(Photo-based point labeling data)
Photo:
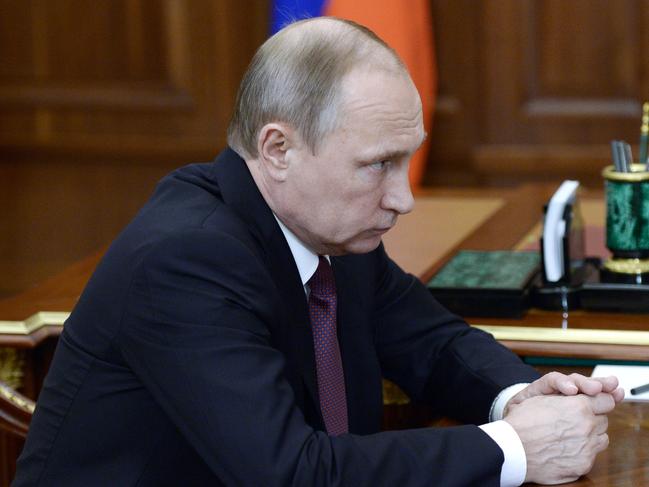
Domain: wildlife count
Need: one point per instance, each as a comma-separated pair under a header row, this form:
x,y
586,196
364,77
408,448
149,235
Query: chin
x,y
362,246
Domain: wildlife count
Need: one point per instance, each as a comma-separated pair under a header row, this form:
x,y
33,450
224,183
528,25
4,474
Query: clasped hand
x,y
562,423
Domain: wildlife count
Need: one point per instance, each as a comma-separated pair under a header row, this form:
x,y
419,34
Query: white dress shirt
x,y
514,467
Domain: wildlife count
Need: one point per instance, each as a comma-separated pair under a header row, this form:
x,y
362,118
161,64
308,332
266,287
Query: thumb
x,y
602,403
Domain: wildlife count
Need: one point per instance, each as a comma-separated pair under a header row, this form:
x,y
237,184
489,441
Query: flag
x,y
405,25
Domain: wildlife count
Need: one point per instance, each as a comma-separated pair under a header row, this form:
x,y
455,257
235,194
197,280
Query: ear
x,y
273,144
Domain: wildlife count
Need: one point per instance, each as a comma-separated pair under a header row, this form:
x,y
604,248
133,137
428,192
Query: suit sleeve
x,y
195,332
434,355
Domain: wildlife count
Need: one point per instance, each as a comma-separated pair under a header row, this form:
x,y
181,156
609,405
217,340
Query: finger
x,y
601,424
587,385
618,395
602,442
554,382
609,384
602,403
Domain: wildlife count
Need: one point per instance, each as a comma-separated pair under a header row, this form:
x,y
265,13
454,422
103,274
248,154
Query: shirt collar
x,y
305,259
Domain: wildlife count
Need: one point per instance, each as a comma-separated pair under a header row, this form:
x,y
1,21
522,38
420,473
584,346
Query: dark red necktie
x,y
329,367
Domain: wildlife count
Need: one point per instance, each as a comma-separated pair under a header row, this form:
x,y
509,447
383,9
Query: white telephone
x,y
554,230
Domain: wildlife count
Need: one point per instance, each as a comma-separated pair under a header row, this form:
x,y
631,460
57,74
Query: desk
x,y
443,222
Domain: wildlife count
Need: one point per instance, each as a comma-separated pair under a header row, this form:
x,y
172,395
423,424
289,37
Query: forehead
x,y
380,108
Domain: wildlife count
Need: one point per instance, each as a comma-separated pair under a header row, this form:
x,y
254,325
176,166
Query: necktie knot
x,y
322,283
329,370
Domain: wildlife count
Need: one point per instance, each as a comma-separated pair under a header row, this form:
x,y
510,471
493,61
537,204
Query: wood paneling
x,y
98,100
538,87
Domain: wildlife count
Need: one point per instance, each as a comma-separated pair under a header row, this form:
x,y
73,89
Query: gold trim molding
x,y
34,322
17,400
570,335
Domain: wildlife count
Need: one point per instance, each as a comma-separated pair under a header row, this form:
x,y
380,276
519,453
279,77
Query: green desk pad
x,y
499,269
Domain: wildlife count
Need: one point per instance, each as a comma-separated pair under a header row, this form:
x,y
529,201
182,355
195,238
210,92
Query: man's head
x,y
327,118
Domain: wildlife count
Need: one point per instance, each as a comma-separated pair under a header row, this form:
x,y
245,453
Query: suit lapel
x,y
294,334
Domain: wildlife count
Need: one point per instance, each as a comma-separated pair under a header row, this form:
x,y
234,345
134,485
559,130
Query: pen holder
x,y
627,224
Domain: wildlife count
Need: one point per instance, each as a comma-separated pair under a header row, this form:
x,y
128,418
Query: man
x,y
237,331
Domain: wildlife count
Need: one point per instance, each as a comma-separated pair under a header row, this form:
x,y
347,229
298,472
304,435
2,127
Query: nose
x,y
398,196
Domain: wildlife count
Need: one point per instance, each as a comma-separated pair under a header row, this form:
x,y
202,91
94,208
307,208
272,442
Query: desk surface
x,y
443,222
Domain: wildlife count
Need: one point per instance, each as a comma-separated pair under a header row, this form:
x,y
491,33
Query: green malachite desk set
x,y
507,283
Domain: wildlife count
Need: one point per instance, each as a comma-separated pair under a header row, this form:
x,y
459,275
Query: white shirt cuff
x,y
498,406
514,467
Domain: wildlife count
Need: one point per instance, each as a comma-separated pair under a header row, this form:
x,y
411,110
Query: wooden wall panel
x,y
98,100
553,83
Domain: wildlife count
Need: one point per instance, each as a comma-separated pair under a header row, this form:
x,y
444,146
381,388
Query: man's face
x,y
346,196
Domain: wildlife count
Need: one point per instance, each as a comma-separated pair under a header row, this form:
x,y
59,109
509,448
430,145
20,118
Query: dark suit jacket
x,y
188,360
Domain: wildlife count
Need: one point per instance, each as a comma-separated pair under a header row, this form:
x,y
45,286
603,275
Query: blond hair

§ **Set problem**: Copy out the listing exactly as it stands, but not the pictures.

§ **The response**:
Photo:
Domain: wildlife count
Need: one point per instance, each as a comma-separated pair under a header row, this form:
x,y
586,196
364,77
408,448
149,235
Query: chin
x,y
362,246
Domain: wildlife count
Need: one point per instance, each as a comma-separated pair under a header row, this form:
x,y
33,450
224,183
528,25
4,474
Query: clasped hand
x,y
562,423
Domain: wildlife count
Need: one point per instance, each as a comma-separated pair under a header row, this form:
x,y
419,34
Query: white dress shirt
x,y
514,467
Domain: wildlife count
Need: one point per instance, each as a comma-separated pair under a header row, this form:
x,y
362,118
161,64
308,332
266,287
Query: thumb
x,y
602,403
Domain: wildlife count
Need: one point per instance, each as a comma-separated pair under a header row, this form:
x,y
237,184
489,441
Query: flag
x,y
405,25
Domain: wildlife count
Need: one point per instance, each as a comma-separated pair under a header row, this form:
x,y
455,257
235,194
197,280
Query: ear
x,y
273,144
Domain: wildlife count
Need: one point per instance, each as a comma-separated pair under a header row, this form:
x,y
604,248
133,137
428,192
Query: suit sleeve
x,y
195,332
434,355
Domain: wildlife count
Need: one point per instance, each as a comma-separated pair under a header row, this form:
x,y
181,156
609,405
217,340
Query: finger
x,y
601,424
587,385
618,395
602,442
554,382
609,384
602,403
Domain: wildlife count
Need: one point per instance, each as a comma-separated pair under a header row, this form:
x,y
265,13
454,422
103,274
248,154
Query: shirt collar
x,y
305,259
Domain: wildlife count
Need: one point per instance, each as a comma-separated pair under a header row, this form:
x,y
1,21
522,38
420,473
584,346
Query: dark red necktie
x,y
329,367
Domain: wildlife count
Need: one point per instance, each as a comma-separated pair under a header row, this form:
x,y
509,447
383,9
Query: white telephone
x,y
554,230
Domain: wildlife count
Need: one point per instance, each as a comma-separated pair under a header row, this form:
x,y
631,460
57,74
Query: desk
x,y
443,222
Domain: wildlife count
Need: one point per instance, each as a comma-separated pair under a header row, this form:
x,y
172,395
423,424
289,37
Query: forehead
x,y
380,108
Domain: wildlife count
Need: one point per instance, each as a comma-separated pair under a header row, this form:
x,y
254,325
176,166
Query: necktie knot
x,y
322,283
329,370
Domain: wildlife count
Need: one point per instance, each as a comma-separated pair under a header row, this form:
x,y
510,471
493,61
537,204
Query: wood paneling
x,y
98,100
538,87
Domain: wildlife count
Need: one point per instance, each as a comma-separated pair under a header row, this form:
x,y
73,89
Query: gold trim molding
x,y
34,322
17,400
570,335
Domain: wildlife count
Need: one point per instance, each as a comma-separated pair under a header row, this form:
x,y
380,276
519,453
279,77
Query: green desk pad
x,y
499,269
Domain: wildlife count
Need: one point per instance, each as a comma-separated pair under a header row, this form:
x,y
529,201
182,355
195,238
210,92
Query: man's head
x,y
327,118
Domain: wildlife count
Need: one point per instance, each as a comma-separated pair under a header row, this form:
x,y
245,453
Query: suit lapel
x,y
294,334
Domain: wildlife count
Need: one point per instance, each as a comma-separated pair under a header row, this form:
x,y
234,345
134,485
559,130
Query: pen holder
x,y
627,224
Domain: wildlife count
Need: one point per instance, each as a comma-separated pair under a header row, this form:
x,y
128,418
Query: man
x,y
237,331
Domain: wildlife count
Need: one point per instance, each as a comma-separated pair under a header row, this form:
x,y
347,229
298,472
304,435
2,127
Query: nose
x,y
398,196
Domain: wildlife count
Need: one point per instance, each as a comma-separated pair under a header row, this form:
x,y
202,91
94,208
307,208
272,442
Query: desk surface
x,y
443,222
Domain: wildlife count
Need: one point per instance, each as a comma-separated pair under a header row, this form:
x,y
491,33
Query: green malachite desk set
x,y
507,283
Domain: wildlife count
Need: one point per instance, each as a comma-separated pair under a header row, this form:
x,y
459,275
Query: white shirt cuff
x,y
498,406
514,467
Domain: wildlife count
Need: one point per instance, each as a comma-separated pair under a header row, this form:
x,y
411,110
Query: wooden wall panel
x,y
98,100
553,83
Domain: wildlife count
Need: one point per instance, each as a comma-separated pair under a header row, this form:
x,y
444,146
381,388
Query: man's face
x,y
346,196
Domain: wildlife count
Need: one point per instance, each as a comma-separated pair under a header row, this form:
x,y
59,109
509,448
430,145
20,118
Query: dark suit jacket
x,y
188,360
Domain: wildlife count
Need: one point per instance, each as a comma-separated pair under a header row, this form:
x,y
45,286
603,275
Query: blond hair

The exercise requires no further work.